• _Text provided_

Are we entering a post-Keynesian interregnum?

For a century, economics has taken for granted an international order that is now fraying

The disruption of shipping through the Strait of Hormuz and the vulnerability of other trade choke points are only the most visible signs of the many cracks that are appearing in the international economic and financial system.

Capital flows and portfolio flows are increasingly clustering along geopolitical lines, as is foreign direct investment in strategic sectors. Trade protection measures have proliferated and strategic use of tariffs is becoming mainstream. Payment systems, until recently considered merely the ‘plumbing’ of international finance, are now seen as strategic assets that can be ‘weaponised’, and several groupings of countries are seeking to establish alternatives to the US-dominated Swift system.

Macroeconomic theory is the foundation for advice provided by economists to governments, central banks and businesses worldwide. This theory rests on a set of implicit open-economy assumptions that macroeconomics has taken as given. Geoeconomic fragmentation reverses these conditions for the first time since the collapse of the gold standard in 1914.

This reversion invites a reflection on whether we are now entering the first post-Keynesian interregnum of the global economic order, the second such period since Adam Smith published The Wealth of Nations in 1776. If we are, what does this mean for the economics discipline?

When the hegemon steps back

Crucially, the US appears to be withdrawing from its role as the hegemonic provider of the five public goods that are, according to the economic historian Charles Kindleberger, essential for a stable international economic order: an open market for the rest of the world’s exports, stable long-term lending, policing of a stable exchange-rate system, coordination of macroeconomic policies and acting as a lender of last resort in financial crises.

The UK, the previous global hegemon, provided these goods in the 19th century and until the first world war, even if imperfectly. Already in 1776, Smith, the founder of modern economics, argued against the then prevailing British mercantilism. Smith’s argument, carried forward by David Ricardo and the classical liberal political economists, made possible the free-trade order of the 19th century. This first period of globalisation was sustained by Britain’s unilateral move to free trade in 1846 and by the Pax Britannica: imperial Britain’s underwriting of open markets, stable money and the security of the sea lanes.

• _Information_
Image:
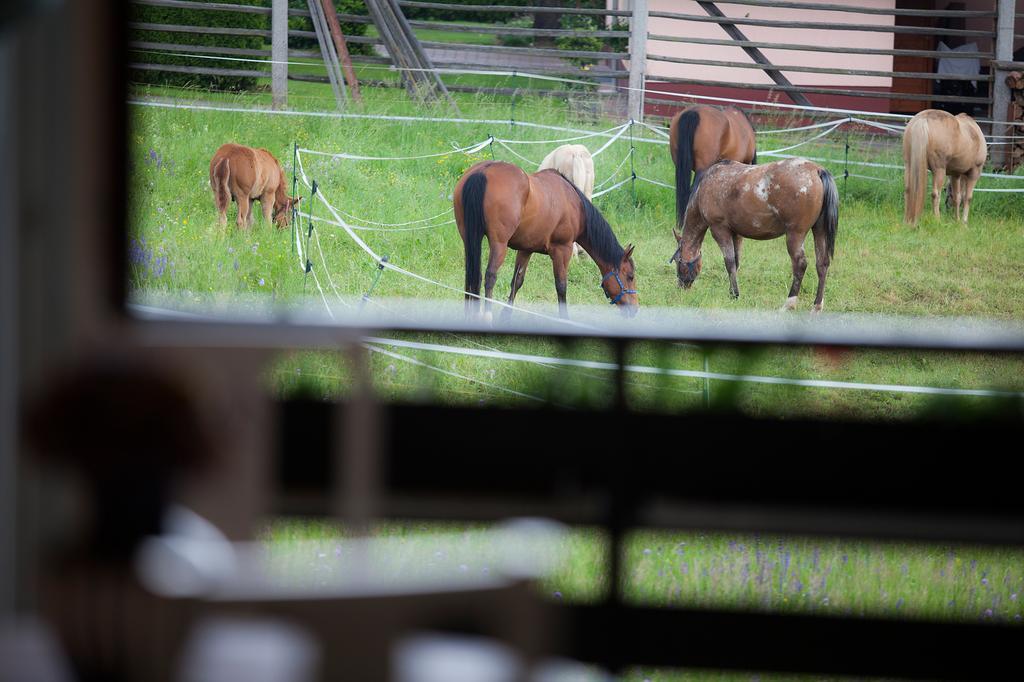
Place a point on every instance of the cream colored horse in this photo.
(574, 162)
(943, 143)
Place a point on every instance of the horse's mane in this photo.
(602, 240)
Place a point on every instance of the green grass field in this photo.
(179, 256)
(937, 268)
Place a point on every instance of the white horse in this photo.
(574, 162)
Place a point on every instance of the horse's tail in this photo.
(475, 224)
(828, 217)
(219, 177)
(915, 168)
(686, 126)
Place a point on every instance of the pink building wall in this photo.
(792, 57)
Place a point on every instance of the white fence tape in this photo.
(694, 374)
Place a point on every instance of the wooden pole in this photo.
(638, 58)
(1000, 91)
(758, 55)
(331, 14)
(279, 53)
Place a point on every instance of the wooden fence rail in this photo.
(820, 48)
(823, 26)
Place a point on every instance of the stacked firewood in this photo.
(1015, 112)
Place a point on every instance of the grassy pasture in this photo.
(177, 254)
(937, 268)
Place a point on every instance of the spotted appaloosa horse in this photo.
(244, 174)
(734, 201)
(541, 212)
(943, 143)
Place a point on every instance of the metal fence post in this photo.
(638, 58)
(279, 53)
(1004, 52)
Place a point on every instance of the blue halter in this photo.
(622, 288)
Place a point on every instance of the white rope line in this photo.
(413, 360)
(617, 131)
(194, 55)
(619, 134)
(364, 228)
(617, 168)
(806, 141)
(472, 148)
(391, 266)
(799, 128)
(660, 184)
(653, 129)
(534, 164)
(327, 271)
(487, 72)
(681, 95)
(393, 224)
(371, 117)
(869, 164)
(693, 374)
(614, 186)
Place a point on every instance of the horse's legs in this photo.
(724, 238)
(795, 244)
(245, 207)
(518, 273)
(560, 262)
(266, 203)
(518, 276)
(822, 260)
(495, 260)
(938, 179)
(972, 179)
(955, 187)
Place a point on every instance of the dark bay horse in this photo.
(790, 198)
(542, 212)
(701, 135)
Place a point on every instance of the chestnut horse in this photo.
(542, 212)
(791, 198)
(943, 143)
(244, 174)
(574, 162)
(701, 135)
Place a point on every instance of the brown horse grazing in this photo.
(244, 174)
(943, 143)
(701, 135)
(791, 198)
(539, 213)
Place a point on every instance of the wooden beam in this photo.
(756, 54)
(331, 14)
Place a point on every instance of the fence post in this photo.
(638, 58)
(279, 53)
(1000, 91)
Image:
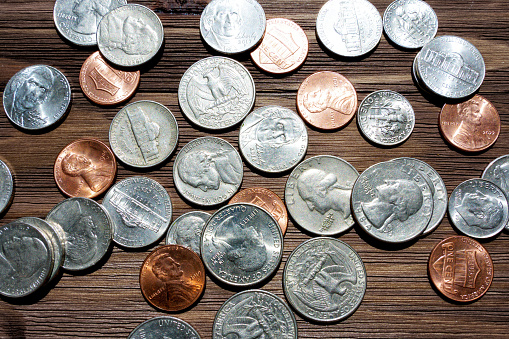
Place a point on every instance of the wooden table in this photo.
(399, 301)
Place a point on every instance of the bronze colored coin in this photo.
(265, 199)
(471, 126)
(283, 49)
(104, 84)
(327, 100)
(172, 278)
(85, 168)
(460, 268)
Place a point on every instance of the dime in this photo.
(77, 20)
(324, 279)
(471, 126)
(216, 93)
(172, 278)
(143, 134)
(208, 171)
(478, 208)
(232, 26)
(85, 168)
(327, 100)
(186, 230)
(284, 47)
(273, 139)
(130, 35)
(104, 84)
(386, 118)
(36, 97)
(140, 209)
(460, 268)
(318, 193)
(268, 317)
(242, 245)
(267, 200)
(349, 28)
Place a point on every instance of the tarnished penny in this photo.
(327, 100)
(85, 168)
(460, 268)
(471, 126)
(105, 84)
(172, 278)
(283, 49)
(265, 199)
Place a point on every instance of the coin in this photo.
(460, 268)
(267, 200)
(85, 168)
(318, 192)
(273, 139)
(36, 97)
(284, 47)
(143, 134)
(216, 93)
(268, 317)
(104, 84)
(172, 278)
(232, 26)
(386, 118)
(327, 100)
(130, 35)
(207, 171)
(471, 126)
(242, 245)
(324, 280)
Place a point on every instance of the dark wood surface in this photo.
(399, 301)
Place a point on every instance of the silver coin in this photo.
(450, 67)
(186, 230)
(140, 209)
(254, 314)
(410, 23)
(232, 26)
(318, 192)
(478, 208)
(386, 118)
(143, 134)
(130, 35)
(349, 27)
(273, 139)
(242, 245)
(88, 231)
(36, 97)
(164, 327)
(324, 279)
(77, 20)
(208, 171)
(392, 202)
(216, 93)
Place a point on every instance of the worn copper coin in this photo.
(267, 200)
(471, 126)
(105, 84)
(460, 268)
(85, 168)
(172, 277)
(327, 100)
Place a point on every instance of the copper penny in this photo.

• _How to complete this task_
Reproduce the text on a post-Keynesian interregnum from "The UK, the" to "the sea lanes.", changing "mercantilism" to "protectionism".

• _Result for this exercise_
The UK, the previous global hegemon, provided these goods in the 19th century and until the first world war, even if imperfectly. Already in 1776, Smith, the founder of modern economics, argued against the then prevailing British protectionism. Smith’s argument, carried forward by David Ricardo and the classical liberal political economists, made possible the free-trade order of the 19th century. This first period of globalisation was sustained by Britain’s unilateral move to free trade in 1846 and by the Pax Britannica: imperial Britain’s underwriting of open markets, stable money and the security of the sea lanes.